What to produce - Return exactly the span of lines that opens with the line containing "Would you mind annotating the brown" and closes with the last line of the data, inclusive.

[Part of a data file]
________________

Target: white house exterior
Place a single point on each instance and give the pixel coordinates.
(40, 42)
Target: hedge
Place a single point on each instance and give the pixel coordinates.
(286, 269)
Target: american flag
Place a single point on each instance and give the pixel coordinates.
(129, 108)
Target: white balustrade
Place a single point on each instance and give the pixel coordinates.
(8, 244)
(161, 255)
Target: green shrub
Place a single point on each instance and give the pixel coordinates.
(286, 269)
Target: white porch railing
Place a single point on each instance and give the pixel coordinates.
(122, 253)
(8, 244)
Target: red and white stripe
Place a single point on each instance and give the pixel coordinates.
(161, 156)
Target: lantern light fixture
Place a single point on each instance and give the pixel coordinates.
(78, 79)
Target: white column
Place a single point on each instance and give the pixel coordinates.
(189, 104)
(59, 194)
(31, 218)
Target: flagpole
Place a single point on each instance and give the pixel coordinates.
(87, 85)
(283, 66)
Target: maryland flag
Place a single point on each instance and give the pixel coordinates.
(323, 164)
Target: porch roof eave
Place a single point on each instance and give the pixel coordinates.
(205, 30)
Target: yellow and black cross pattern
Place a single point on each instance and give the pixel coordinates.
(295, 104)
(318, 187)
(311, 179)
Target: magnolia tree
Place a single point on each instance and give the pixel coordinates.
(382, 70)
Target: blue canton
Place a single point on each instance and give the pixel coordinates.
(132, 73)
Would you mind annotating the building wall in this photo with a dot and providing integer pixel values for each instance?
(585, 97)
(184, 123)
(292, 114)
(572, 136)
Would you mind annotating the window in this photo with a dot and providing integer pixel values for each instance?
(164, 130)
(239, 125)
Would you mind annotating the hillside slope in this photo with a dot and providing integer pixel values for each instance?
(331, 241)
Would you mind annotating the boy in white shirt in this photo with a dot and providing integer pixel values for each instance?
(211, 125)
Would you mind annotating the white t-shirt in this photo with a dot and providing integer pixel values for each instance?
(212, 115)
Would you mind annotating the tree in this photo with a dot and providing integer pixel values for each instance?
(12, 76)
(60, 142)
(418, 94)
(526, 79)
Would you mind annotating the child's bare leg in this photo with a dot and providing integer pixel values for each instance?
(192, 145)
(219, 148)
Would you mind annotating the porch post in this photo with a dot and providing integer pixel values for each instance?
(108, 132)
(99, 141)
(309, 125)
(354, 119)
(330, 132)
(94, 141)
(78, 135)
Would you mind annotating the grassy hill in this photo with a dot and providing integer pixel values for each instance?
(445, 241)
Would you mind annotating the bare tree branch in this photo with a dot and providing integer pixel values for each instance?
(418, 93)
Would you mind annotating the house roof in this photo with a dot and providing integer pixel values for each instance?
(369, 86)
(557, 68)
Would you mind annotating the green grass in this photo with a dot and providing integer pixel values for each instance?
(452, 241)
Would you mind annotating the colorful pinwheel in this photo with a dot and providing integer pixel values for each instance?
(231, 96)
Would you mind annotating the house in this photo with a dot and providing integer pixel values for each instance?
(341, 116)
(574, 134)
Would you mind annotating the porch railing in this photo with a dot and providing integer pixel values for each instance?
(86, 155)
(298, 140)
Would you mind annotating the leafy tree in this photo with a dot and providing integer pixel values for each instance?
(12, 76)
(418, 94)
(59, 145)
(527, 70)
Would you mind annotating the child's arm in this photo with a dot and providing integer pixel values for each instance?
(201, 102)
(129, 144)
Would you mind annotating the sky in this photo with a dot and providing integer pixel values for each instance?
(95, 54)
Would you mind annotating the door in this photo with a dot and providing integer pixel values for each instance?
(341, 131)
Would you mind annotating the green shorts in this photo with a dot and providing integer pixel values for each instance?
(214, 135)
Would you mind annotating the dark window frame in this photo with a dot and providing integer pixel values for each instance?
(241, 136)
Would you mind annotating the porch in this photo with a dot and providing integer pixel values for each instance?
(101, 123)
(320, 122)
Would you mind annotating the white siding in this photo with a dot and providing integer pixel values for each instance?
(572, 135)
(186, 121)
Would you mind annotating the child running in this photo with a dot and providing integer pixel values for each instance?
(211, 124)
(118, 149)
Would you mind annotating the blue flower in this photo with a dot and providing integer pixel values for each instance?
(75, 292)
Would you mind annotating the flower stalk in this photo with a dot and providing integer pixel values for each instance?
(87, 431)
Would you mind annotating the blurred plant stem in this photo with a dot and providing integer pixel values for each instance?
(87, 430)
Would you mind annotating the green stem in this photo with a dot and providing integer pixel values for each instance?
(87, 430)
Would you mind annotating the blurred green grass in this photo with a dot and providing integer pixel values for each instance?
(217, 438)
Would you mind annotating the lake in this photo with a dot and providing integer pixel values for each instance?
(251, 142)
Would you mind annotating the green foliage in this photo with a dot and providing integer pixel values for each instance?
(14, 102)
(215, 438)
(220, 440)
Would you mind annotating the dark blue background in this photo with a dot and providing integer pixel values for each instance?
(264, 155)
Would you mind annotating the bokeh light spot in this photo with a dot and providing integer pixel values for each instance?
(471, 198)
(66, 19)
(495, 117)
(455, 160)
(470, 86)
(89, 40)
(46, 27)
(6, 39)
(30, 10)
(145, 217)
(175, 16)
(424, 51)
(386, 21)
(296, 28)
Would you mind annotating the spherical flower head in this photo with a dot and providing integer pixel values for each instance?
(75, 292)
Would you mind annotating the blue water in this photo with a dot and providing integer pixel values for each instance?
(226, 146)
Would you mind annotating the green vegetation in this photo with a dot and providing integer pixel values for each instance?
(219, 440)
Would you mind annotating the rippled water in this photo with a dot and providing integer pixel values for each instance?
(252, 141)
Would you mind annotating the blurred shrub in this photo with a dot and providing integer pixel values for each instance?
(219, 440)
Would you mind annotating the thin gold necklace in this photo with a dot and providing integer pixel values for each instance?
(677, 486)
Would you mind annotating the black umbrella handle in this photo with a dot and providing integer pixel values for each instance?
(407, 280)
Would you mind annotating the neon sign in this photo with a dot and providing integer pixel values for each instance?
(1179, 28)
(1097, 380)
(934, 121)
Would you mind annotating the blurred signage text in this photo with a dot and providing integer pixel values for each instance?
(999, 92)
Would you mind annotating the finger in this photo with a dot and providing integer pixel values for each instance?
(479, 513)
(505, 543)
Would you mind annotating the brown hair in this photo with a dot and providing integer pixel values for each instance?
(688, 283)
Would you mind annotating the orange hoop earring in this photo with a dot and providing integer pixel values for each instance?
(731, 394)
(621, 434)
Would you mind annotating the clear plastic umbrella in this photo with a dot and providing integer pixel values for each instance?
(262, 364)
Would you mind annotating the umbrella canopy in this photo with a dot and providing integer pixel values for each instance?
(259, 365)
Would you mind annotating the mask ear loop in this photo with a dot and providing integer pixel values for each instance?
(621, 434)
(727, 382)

________________

Answer to the exercise -
Would you mind annotating the brown hair in this photo with a dot and providing integer pixel values for each instance?
(688, 283)
Would you mind annotating the orange hoop earring in this photo with a dot and providing integer pixel values for each instance?
(731, 394)
(621, 434)
Would you mind annotating the clear plastic umbrella in this photo with a dot and providing integer pixel values for each instance?
(262, 364)
Would you mind annotating the umbrella canopy in this photo with a dot and providing integer pixel values for each instance?
(259, 365)
Would you mind annotating the mask ear loop in this photo with a dot and providing integer pixel values for each instance?
(621, 434)
(727, 382)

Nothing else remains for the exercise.